* _TASK GOAL_:
Can you lay out the lines from the start of the material through the line holding "[(312, 431)]", inclusive, as a JSON list of strings with one string per line and blank lines omitted?
* Begin STORED ROWS *
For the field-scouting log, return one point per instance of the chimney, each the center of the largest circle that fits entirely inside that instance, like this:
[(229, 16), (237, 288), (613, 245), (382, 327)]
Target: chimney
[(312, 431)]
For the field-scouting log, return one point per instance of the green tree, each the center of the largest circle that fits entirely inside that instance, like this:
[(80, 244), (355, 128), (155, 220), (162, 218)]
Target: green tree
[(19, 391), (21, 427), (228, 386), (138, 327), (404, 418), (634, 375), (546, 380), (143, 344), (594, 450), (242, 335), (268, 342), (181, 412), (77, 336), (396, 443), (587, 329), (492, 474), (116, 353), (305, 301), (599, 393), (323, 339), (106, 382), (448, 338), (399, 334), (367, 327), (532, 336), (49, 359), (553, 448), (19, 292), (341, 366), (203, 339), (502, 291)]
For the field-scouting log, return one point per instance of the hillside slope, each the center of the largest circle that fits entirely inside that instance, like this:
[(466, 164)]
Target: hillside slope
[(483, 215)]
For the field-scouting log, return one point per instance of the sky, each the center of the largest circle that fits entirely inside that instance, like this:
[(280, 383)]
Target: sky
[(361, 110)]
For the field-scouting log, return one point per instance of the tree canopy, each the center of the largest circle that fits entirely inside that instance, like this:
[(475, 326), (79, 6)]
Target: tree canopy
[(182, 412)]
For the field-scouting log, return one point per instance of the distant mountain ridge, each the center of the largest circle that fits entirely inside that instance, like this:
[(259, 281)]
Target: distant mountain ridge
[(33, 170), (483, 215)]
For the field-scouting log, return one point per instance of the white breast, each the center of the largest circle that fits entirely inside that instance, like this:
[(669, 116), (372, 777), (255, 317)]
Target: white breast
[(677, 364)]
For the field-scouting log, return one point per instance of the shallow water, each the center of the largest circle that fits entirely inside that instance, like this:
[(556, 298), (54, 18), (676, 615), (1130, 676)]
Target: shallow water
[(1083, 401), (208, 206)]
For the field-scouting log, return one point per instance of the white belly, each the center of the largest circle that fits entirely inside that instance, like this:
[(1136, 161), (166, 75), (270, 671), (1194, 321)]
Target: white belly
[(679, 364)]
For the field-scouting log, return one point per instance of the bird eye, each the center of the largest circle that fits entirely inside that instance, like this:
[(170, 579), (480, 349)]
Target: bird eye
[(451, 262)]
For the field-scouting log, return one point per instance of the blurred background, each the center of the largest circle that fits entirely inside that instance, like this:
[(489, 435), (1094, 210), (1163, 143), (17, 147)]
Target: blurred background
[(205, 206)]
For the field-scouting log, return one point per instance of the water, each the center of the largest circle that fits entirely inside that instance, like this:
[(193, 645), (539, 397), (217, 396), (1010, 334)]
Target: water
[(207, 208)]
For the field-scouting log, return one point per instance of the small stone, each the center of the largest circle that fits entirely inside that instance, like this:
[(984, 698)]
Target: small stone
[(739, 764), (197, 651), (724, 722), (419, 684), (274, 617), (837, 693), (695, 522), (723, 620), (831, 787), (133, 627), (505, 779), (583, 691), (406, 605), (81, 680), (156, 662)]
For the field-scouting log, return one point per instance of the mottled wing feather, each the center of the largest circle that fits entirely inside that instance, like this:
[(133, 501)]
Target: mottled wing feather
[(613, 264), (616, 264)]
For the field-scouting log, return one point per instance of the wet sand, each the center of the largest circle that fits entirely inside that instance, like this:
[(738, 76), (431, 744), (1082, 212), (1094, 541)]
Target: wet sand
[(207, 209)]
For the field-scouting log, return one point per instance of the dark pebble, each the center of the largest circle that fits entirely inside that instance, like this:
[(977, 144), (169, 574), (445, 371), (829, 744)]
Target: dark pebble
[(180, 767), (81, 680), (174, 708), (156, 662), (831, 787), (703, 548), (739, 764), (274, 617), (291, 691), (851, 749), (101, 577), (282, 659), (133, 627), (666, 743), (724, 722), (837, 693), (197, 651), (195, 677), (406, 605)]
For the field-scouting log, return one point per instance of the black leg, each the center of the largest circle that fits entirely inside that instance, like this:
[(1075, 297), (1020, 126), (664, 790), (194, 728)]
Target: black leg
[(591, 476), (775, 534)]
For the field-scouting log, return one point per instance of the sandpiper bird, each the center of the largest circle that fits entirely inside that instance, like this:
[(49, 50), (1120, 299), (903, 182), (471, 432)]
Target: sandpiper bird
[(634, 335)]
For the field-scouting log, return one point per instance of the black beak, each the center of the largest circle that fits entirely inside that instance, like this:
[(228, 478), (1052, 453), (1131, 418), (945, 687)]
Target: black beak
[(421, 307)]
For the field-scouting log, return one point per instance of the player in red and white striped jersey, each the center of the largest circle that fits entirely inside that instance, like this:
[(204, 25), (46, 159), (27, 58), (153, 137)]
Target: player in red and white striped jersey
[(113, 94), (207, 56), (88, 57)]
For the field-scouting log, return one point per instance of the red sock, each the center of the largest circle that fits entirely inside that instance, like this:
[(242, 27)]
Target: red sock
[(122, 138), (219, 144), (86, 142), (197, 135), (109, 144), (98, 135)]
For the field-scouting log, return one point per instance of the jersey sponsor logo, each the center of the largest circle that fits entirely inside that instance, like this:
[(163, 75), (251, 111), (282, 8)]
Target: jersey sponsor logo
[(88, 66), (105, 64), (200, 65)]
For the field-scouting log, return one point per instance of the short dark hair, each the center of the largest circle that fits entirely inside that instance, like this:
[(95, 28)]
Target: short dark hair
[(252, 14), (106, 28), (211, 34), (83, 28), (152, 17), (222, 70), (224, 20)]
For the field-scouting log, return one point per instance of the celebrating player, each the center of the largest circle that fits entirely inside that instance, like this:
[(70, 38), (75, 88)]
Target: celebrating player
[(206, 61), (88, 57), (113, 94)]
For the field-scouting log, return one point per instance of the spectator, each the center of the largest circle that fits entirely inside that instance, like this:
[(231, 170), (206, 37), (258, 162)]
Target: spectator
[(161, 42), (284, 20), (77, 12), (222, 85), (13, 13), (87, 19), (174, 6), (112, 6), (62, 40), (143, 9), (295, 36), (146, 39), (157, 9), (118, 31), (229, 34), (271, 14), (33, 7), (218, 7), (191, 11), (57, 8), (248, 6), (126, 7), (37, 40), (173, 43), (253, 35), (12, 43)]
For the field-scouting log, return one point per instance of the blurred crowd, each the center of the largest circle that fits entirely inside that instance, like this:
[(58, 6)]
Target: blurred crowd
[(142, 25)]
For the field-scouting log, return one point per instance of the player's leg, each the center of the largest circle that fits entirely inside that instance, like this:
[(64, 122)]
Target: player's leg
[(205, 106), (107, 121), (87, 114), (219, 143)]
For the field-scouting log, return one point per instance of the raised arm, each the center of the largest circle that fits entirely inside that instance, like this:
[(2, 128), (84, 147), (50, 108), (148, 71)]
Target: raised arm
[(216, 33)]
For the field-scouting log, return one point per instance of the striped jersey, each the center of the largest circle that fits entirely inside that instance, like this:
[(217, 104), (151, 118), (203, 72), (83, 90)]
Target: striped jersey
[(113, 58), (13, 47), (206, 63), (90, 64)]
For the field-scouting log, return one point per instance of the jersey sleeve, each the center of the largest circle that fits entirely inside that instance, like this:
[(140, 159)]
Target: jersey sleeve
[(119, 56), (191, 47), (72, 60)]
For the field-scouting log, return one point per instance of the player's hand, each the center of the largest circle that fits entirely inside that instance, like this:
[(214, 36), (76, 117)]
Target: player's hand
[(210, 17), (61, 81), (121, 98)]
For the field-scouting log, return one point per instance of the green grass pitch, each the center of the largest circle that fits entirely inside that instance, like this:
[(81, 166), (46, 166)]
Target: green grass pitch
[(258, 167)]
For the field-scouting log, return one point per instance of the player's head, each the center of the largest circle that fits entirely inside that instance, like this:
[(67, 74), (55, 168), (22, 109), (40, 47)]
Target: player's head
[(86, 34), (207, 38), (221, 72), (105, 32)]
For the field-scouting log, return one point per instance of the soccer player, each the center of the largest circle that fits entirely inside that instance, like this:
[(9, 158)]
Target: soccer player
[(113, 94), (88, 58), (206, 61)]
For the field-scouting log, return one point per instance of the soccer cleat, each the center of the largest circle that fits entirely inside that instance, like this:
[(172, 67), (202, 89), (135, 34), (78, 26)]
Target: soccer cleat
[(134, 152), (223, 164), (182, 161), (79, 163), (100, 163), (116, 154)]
* End STORED ROWS *
* _ANSWER FOR THIS EXERCISE_:
[
  "For the field-scouting log, return one point per instance of the chimney, each the center of the largest circle that fits entirely inside that instance, like this:",
  "[(229, 16), (237, 288), (613, 245), (382, 327)]",
  "Target: chimney",
  "[(312, 431)]"
]